* _Your instructions_
Extract, exactly as they appear, the lines of the entries below that begin with the line containing "Please pick out the trailing" and run through the last line of the entries, including both of those lines.

[A run of entries]

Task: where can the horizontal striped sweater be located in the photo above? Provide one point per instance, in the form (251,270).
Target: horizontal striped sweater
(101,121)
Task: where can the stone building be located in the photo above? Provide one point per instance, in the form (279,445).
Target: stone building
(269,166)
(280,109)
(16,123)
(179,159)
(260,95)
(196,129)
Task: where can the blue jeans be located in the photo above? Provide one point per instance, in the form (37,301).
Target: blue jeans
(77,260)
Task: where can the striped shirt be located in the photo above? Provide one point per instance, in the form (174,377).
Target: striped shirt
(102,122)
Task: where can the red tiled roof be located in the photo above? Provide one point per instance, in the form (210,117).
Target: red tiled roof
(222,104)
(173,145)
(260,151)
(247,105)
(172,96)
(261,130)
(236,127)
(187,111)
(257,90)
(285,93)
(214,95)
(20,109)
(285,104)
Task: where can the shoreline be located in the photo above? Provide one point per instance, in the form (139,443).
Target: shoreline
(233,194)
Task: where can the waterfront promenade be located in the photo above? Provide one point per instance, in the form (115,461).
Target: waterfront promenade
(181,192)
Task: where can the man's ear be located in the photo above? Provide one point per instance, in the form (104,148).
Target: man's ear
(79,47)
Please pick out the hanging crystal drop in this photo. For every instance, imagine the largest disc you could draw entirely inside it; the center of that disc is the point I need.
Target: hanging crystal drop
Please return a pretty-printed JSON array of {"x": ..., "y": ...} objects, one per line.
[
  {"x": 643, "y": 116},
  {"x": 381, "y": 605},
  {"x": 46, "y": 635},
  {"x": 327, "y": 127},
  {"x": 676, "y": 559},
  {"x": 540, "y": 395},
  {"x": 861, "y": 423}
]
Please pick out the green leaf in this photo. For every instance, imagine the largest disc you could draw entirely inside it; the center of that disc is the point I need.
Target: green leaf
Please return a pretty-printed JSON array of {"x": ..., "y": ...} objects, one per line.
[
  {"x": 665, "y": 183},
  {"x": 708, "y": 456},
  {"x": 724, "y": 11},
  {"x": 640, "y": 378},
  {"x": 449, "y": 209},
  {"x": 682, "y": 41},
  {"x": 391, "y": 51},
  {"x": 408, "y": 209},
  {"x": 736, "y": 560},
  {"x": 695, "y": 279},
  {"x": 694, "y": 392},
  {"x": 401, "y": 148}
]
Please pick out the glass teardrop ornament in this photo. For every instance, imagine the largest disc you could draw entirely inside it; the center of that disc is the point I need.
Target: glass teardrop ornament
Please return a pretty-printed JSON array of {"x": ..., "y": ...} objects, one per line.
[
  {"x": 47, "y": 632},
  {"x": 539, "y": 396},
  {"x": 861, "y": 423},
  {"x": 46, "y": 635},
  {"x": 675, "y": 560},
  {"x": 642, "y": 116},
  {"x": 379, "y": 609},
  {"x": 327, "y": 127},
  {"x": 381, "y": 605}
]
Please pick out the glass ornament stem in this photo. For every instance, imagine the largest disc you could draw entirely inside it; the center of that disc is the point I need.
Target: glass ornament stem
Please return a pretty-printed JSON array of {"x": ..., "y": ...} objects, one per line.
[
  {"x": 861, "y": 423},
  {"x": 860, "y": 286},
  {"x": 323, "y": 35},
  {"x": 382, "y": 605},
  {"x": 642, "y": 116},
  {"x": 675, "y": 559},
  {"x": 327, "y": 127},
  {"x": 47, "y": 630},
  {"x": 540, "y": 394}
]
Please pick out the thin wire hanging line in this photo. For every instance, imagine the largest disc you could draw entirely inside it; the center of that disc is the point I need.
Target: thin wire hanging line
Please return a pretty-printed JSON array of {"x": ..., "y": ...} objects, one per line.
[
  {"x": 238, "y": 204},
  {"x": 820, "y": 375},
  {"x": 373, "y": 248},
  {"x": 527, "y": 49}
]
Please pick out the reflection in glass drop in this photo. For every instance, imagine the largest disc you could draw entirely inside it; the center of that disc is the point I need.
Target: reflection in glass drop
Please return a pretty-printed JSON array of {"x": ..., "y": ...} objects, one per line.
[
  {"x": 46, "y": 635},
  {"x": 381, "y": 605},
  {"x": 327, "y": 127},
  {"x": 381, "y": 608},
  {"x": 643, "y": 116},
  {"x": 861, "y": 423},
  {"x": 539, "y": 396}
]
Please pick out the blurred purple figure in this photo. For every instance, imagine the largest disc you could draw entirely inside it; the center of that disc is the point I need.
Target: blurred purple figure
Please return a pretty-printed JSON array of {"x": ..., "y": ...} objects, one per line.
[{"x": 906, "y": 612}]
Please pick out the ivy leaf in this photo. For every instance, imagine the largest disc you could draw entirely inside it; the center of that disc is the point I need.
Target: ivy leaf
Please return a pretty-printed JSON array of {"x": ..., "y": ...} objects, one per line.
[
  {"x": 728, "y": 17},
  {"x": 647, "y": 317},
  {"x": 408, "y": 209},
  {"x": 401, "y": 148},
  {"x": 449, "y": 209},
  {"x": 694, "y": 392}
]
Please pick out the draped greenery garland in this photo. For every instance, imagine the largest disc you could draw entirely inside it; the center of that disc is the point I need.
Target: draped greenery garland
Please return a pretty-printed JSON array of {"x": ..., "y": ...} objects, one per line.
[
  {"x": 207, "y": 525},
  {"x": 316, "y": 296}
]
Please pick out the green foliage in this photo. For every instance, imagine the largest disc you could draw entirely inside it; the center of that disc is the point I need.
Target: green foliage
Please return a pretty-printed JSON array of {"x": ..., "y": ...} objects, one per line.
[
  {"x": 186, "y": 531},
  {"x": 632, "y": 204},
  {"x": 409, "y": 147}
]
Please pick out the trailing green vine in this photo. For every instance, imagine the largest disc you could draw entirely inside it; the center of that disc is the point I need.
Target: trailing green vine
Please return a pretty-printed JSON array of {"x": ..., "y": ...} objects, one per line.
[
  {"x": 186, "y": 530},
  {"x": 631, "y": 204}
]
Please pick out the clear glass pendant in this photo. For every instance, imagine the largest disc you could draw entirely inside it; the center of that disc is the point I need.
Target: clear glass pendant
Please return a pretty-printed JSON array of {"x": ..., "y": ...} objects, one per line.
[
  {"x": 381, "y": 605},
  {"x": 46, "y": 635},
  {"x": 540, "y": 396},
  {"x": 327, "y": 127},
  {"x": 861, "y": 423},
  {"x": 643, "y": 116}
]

* _Result below_
Please pick out the trailing green vine in this photo. For every instance, imagine the largest disc you could draw entirely inside it; the center of that disc is the point I need.
Target: trailing green vine
Please return a pretty-printed JSON array of {"x": ..., "y": ...} objects, one per line.
[
  {"x": 186, "y": 530},
  {"x": 631, "y": 204}
]
Please pick out the clear glass pendant in this photo. For every instance, imagine the largest disc you could draw entirely inside it; the center of that disc is the point I need.
Target: clear glass pendant
Please return a pretty-printed JSON array of {"x": ..., "y": ...} objects, one per line.
[
  {"x": 381, "y": 605},
  {"x": 46, "y": 635},
  {"x": 540, "y": 396},
  {"x": 327, "y": 127},
  {"x": 861, "y": 423},
  {"x": 643, "y": 116}
]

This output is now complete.